- _Records supplied_
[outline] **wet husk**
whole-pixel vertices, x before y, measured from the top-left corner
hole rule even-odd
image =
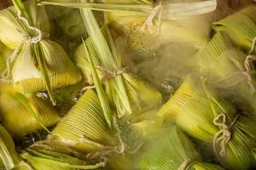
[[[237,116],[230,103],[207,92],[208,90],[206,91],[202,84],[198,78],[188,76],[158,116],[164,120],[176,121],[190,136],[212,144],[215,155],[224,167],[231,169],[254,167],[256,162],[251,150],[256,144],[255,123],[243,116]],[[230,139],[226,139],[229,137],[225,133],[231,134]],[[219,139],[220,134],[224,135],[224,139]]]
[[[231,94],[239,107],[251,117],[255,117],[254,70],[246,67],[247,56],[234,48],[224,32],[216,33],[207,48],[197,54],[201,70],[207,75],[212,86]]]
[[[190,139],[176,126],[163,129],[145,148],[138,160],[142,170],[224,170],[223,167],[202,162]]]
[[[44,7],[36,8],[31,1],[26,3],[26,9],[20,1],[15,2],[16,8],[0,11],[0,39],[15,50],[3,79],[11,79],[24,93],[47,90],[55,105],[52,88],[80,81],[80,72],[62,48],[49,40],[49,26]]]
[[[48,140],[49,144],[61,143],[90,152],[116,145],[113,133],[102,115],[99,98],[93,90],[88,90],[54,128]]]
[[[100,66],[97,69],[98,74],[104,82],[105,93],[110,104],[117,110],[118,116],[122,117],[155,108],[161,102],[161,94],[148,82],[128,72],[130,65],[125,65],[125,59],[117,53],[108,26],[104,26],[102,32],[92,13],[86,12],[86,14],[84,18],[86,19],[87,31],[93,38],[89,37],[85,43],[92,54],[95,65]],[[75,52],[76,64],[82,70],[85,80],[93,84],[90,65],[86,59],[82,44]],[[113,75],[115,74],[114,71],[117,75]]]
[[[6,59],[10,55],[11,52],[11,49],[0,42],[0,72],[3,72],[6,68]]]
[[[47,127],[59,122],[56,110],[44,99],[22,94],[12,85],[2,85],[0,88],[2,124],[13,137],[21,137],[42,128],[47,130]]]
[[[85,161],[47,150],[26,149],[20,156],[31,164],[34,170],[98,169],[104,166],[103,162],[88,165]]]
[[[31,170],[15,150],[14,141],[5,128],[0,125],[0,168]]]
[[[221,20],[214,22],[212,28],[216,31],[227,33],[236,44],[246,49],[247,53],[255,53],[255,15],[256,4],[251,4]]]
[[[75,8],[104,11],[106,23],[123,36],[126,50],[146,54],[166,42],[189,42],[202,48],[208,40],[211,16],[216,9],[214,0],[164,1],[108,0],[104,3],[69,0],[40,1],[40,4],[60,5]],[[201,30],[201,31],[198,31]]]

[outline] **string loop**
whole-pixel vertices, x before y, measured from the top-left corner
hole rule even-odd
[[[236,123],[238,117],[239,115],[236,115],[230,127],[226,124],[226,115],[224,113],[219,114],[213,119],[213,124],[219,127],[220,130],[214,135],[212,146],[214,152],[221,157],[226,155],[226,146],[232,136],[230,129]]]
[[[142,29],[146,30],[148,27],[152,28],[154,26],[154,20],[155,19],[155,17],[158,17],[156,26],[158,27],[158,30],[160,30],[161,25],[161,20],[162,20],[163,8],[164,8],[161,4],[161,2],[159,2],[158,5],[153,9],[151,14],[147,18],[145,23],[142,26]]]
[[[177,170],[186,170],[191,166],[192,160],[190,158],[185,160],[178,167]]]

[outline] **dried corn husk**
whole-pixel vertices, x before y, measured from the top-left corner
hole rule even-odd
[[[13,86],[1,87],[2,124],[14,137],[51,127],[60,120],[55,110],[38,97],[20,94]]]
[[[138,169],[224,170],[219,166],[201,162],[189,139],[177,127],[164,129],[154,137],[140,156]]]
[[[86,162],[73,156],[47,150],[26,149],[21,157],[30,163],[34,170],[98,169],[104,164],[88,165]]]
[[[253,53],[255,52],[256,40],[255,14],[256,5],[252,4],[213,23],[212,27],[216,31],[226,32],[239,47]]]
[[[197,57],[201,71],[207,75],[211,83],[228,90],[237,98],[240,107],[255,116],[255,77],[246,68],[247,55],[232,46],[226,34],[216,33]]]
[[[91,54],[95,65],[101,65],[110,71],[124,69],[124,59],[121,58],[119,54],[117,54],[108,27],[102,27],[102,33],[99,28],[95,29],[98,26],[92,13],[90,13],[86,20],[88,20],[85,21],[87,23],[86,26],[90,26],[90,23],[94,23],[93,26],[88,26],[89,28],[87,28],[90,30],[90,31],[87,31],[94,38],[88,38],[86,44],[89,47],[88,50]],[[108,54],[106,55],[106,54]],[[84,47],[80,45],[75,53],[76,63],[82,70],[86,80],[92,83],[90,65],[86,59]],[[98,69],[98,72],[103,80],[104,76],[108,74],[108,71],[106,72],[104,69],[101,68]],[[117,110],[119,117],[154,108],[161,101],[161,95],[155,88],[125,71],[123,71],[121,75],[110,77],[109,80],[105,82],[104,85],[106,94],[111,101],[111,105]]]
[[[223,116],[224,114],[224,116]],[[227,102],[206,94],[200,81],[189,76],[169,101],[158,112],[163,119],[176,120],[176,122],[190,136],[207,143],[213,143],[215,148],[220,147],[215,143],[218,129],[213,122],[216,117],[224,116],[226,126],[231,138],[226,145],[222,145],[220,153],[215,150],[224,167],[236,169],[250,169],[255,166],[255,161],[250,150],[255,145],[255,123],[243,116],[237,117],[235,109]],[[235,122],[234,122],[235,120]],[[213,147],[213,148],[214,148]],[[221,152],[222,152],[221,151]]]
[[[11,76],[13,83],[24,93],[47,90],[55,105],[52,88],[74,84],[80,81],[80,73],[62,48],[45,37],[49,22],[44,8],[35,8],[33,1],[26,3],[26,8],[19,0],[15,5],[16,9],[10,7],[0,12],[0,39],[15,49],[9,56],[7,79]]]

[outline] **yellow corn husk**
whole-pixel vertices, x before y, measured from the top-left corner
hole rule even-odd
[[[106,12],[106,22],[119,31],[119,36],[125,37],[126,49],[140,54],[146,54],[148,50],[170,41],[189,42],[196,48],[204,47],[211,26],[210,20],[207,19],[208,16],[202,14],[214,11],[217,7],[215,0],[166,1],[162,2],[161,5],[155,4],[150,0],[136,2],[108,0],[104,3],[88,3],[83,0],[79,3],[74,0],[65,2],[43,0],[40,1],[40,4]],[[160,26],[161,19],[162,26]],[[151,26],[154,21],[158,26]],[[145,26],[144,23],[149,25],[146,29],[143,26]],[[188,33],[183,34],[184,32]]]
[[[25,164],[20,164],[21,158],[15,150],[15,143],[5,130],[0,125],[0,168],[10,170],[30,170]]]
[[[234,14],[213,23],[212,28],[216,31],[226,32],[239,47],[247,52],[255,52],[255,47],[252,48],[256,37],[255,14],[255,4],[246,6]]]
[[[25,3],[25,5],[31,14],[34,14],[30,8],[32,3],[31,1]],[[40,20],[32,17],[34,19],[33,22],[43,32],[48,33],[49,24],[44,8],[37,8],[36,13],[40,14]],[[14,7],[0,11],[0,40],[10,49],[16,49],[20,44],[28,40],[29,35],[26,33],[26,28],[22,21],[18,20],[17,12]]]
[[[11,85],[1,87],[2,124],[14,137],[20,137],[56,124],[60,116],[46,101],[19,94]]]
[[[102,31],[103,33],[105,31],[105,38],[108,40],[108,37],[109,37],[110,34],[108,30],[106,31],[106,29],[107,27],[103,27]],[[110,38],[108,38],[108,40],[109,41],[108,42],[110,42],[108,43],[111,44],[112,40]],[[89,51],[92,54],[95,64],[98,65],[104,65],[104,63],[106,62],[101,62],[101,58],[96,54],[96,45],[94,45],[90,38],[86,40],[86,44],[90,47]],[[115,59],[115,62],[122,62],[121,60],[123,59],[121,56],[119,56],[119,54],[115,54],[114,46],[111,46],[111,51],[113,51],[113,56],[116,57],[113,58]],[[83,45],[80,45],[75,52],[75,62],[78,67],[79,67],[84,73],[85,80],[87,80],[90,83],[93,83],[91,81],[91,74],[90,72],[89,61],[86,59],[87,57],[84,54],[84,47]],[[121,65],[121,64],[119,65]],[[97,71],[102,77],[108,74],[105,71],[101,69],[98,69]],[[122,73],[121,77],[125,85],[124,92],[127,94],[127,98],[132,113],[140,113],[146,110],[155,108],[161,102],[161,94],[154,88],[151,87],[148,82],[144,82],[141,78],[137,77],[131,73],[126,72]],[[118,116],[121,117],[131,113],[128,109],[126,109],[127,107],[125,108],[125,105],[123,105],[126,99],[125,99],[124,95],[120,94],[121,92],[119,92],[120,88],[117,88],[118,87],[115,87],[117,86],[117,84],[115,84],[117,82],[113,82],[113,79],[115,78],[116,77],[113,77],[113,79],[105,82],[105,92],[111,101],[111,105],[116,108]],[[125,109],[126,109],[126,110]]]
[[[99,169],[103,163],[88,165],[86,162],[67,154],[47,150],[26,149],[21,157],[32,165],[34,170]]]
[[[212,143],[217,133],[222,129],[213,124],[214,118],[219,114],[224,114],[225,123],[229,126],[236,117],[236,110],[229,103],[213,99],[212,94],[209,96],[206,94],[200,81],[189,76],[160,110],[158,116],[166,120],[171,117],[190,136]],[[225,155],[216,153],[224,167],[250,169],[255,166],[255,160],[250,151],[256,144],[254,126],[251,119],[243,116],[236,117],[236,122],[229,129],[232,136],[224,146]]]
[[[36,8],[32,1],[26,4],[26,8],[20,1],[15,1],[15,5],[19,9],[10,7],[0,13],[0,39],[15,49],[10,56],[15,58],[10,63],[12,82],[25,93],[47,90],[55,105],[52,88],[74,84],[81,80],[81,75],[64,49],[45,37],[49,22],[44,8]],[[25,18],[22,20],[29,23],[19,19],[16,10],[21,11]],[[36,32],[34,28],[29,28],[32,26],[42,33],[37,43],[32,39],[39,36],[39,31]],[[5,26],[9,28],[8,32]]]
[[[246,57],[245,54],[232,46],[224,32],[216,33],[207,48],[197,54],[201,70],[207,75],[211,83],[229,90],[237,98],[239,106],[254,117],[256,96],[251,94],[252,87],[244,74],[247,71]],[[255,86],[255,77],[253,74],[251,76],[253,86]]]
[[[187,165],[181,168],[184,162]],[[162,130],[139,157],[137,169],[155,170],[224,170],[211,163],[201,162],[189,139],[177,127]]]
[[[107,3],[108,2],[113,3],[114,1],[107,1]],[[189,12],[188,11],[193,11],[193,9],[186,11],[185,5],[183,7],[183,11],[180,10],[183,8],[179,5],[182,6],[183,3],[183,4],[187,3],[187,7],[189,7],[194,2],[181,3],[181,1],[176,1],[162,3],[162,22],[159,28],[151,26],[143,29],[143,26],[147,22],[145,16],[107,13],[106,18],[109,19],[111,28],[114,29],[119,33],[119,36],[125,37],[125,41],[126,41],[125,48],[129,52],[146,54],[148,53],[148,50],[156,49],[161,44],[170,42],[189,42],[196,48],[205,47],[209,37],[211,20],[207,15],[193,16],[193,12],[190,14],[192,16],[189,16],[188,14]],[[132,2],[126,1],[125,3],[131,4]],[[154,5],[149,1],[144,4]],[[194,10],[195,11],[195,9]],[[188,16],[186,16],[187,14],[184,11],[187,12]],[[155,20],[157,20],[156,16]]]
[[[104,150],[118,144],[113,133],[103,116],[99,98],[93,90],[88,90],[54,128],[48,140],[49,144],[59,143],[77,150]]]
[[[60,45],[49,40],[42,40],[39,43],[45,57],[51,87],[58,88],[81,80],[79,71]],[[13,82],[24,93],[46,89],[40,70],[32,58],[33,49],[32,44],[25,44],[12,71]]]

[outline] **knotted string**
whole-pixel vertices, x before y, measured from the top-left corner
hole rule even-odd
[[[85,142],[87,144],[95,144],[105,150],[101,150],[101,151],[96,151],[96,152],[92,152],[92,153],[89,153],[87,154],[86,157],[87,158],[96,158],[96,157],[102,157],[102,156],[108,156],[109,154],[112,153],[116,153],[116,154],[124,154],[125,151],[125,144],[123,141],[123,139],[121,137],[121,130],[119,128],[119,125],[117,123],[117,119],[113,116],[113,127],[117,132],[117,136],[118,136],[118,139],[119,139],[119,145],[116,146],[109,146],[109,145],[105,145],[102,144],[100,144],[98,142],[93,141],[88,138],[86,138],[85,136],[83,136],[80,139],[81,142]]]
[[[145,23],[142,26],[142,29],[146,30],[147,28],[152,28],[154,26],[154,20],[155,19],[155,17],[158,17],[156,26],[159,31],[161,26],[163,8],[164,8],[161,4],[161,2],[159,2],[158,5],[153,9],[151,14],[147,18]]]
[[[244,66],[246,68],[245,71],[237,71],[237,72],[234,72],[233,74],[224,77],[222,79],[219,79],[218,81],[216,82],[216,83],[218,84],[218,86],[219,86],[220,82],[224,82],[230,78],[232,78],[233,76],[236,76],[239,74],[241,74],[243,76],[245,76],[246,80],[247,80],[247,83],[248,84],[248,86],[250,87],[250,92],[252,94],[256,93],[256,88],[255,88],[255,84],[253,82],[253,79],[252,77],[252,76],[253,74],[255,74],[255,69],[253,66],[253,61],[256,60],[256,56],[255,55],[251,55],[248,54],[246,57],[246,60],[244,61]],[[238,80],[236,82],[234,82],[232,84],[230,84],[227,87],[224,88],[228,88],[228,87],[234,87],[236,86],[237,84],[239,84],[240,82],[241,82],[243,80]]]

- _Task to complete_
Copy out every line in the items above that contains the string "outline". Case counts, so a line matches only if the capitalization is identical.

- _Task solution_
[outline] **wet husk**
[outline] **string loop**
[outline] **dried corn husk**
[outline] **yellow corn husk**
[outline] **knotted string**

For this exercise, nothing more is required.